[Set exercise]:
In the Ethos-U Cascading Planner excerpt, what form of working memory does it say is at a premium on deeply embedded devices?

[Source excerpt]:
┄┄┄┄┄┄┄┄┄┄┄┄┄┄┄┄┄┄┄┄

You are viewing a plain text version of this content. The canonical link for it is here.
Posted to commits@tvm.apache.org by GitBox <gi...@apache.org> on 2021/09/30 10:33:20 UTC

[GitHub] [tvm-rfcs] NicolaLancellotti commented on a change in pull request #37: Introduce the Arm(R) Ethos(TM)-U Cascading Planner

NicolaLancellotti commented on a change in pull request #37:
URL: https://github.com/apache/tvm-rfcs/pull/37#discussion_r719273376



##########
File path: rfcs/0037-arm-ethosu-cascading-planner.md
##########
@@ -0,0 +1,151 @@
+- Feature Name: Arm® Ethos™-U Cascading Planner
+- Start Date: 2021-09-22
+- RFC PR: [apache/tvm-rfcs#0037](https://github.com/apache/tvm-rfcs/pull/37)
+- GitHub Issue: [apache/tvm#0000](https://github.com/apache/tvm/issues/0000)
+
+# Summary
+[summary]: #summary
+
+This feature builds upon the support introduced into TVM to compile for Arm® Ethos(TM)-U NPUs (see [RFC](https://github.com/apache/tvm-rfcs/pull/11)). In that work, we represent NPU operators using Tensor Expressions, allowing them be scheduled using TVM’s scheduling language. The Planner aims to take advantage of this by deriving scheduling strategies for graphs off-loaded to the NPU which are optimal in both performance and the memory required to run the network. The Planner primarily searches for inter-operator scheduling opportunities rather than intra-operator which is more common in both AutoTVM and the Auto-Scheduler. In particular, it seeks to leverage the technique of ‘cascading’.
+
+# Motivation
+[motivation]: #motivation
+
+On deeply embedded devices, working memory in the form of SRAM is at a premium. It may typically be measured in kilobytes and this severely limits the selection of networks that can be run on such devices. For Arm® Ethos™-U NPUs, this becomes a significant issue as the NPU provides sufficient compute power to run larger models but the system may not have the memory necessary to execute them. The Cascading Planner seeks to alleviate this by rescheduling the networks such that they use less working memory and accordingly can take advantage of the considerable compute capabilities of the NPU.

┄┄┄┄┄┄┄┄┄┄┄┄┄┄┄┄┄┄┄┄

[Collected data]:
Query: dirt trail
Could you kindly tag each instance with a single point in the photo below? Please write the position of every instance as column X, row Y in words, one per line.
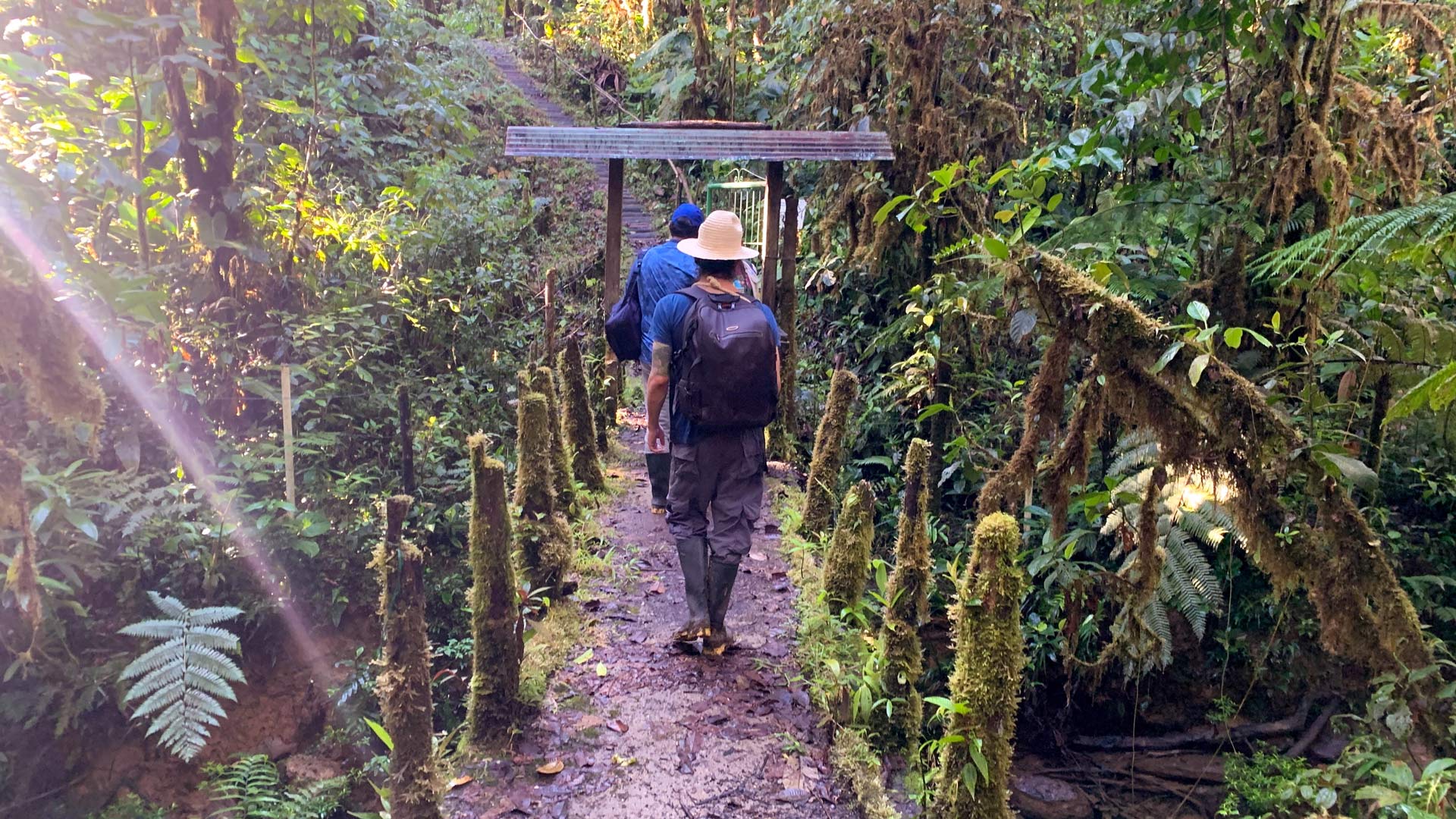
column 648, row 732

┄┄┄┄┄┄┄┄┄┄┄┄┄┄┄┄┄┄┄┄

[Answer in full]:
SRAM.